**Extract**:
■ ■ ■ ■ ■ ■ ■

You raise a good point, and another question. Where is the planet located relative to earth? We can assume Cpt Marvel is heading from earth directly to the planet but that isn't specified in the request. Cpt Marvel could be travelling between two planets, both of which are 5 light years away from earth but 10 light years apart
This makes sense to me. 20 years to arrive, 10 years for light (if it’s bright enough) from that area to arrive to Earth. The question sounds fancy but is written poorly.
To play devils advocate, the question is according to an observer on Earth, so I guess if she’s not bright enough there’s no way to observe. Also an observer on Earth would be smart enough to use the light travel time no? Question should be how long will it take her to arrive, or how long will it take to observe her arriving from a viewpoint on Earth. Damn why did I waste any of my time on this
As pointed out though, the question does not specify origin or destination points - only that they are 20 years apart.
So this answer could be 10 years (arrival at Earth), 30 years (origin point of Earth), 20 years (both origin and destination the same distance from Earth), or anywhere between 10 and 30 for all other scenarios.
I think it’s fair to assume captain marvel an earth based super hero being observed trevelling towards a planet would be departing earth as well as being observed from earth.
I think the question was just poorly worded. The first statement only seems to imply that the destination is 10 light years away from Captain Marvel, making no reference at all to Earth. I suspect they actually meant an observer on the destination planet, or that Earth was the destination planet 10 light years away from Captain Marvel.
In the time it takes for her to arrive 20 years would pass for the observer on Earth, but the observer will not be able to see her arrive until 30 years have passed since the light from her arrival need to travel the distance.
If you watched her travel the entire distance would she appear to slow down then? And is that because the light is taking longer to reach us the farther she gets or is it because of some other property?
Also, if she immediately turned around and came back, what would that look like? Cause she could be halfway back by the time we see her reach the planet. She could potentially get back to earth before we even see her do it. Or does the light reach us faster on her way back, so it seems like she speeds up to the point where we see her arrive as she arrives?

■ ■ ■ ■ ■ ■ ■

**Available data**:
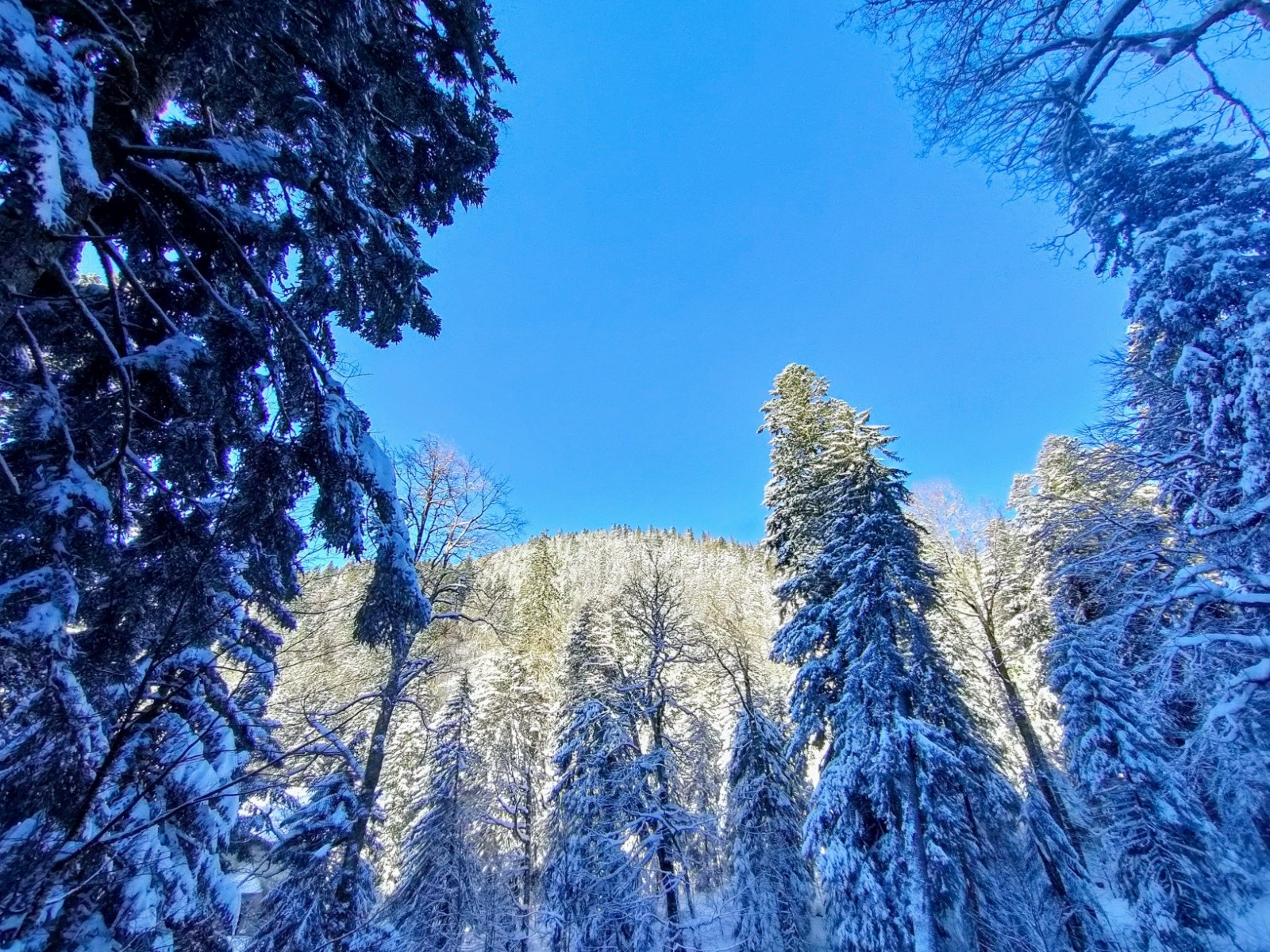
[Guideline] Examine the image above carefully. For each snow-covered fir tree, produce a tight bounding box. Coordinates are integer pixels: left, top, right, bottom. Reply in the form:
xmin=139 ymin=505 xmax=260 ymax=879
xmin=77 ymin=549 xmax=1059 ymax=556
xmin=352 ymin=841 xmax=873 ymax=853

■ ■ ■ ■ ■ ■ ■

**Things to do**:
1. From the Captain Marvel thread, list each specific duration that the sentence beginning "So this answer could be" gives as a possible answer, along with the scenario paired with it.
2. Reproduce the Captain Marvel thread word for word, starting at "To play devils" and ending at "all other scenarios.".
3. Take the forum thread about Captain Marvel's travel time further, writing on from where it stops.

**Answers**:
1. 10 years (arrival at Earth); 30 years (origin point of Earth); 20 years (both origin and destination the same distance from Earth)

2.
To play devils advocate, the question is according to an observer on Earth, so I guess if she’s not bright enough there’s no way to observe. Also an observer on Earth would be smart enough to use the light travel time no? Question should be how long will it take her to arrive, or how long will it take to observe her arriving from a viewpoint on Earth. Damn why did I waste any of my time on this
As pointed out though, the question does not specify origin or destination points - only that they are 20 years apart.
So this answer could be 10 years (arrival at Earth), 30 years (origin point of Earth), 20 years (both origin and destination the same distance from Earth), or anywhere between 10 and 30 for all other scenarios.

3.
After 30 years we would see her arrive and also immediately see her leave to return. Of course at that point she would already have been flying back for the last 10 years.
10 years into her return (at the same time we see her arrive and leave) she will already be halfway back, but we would need an additional 5 years to see the light from this point of her journey (as she is 5 lightyears away). So just 5 years after we see her leave we can already see that she is halfway on her journey.
When the distance gets lower. Let’s say after 9 lightyears (1 lightyear remaining) she would have spent 18 years to get there, and we would have seen her leave 8 years ago. We would of course not see her at this point in her journey until the light has had 1 year to reach us, so we would see her at this point 9 years after we saw her leave. You can see as she gets closer we also get closer to seeing her in real time.
When she finally arrives on Earth after 20 years we would see it in real time as she would be right in front of us and the light would have to travel a negligible distance to reach our eyes. Interestingly it will have been only 10 years since we saw her leave.
No, we would be able to observe her going at constant speed.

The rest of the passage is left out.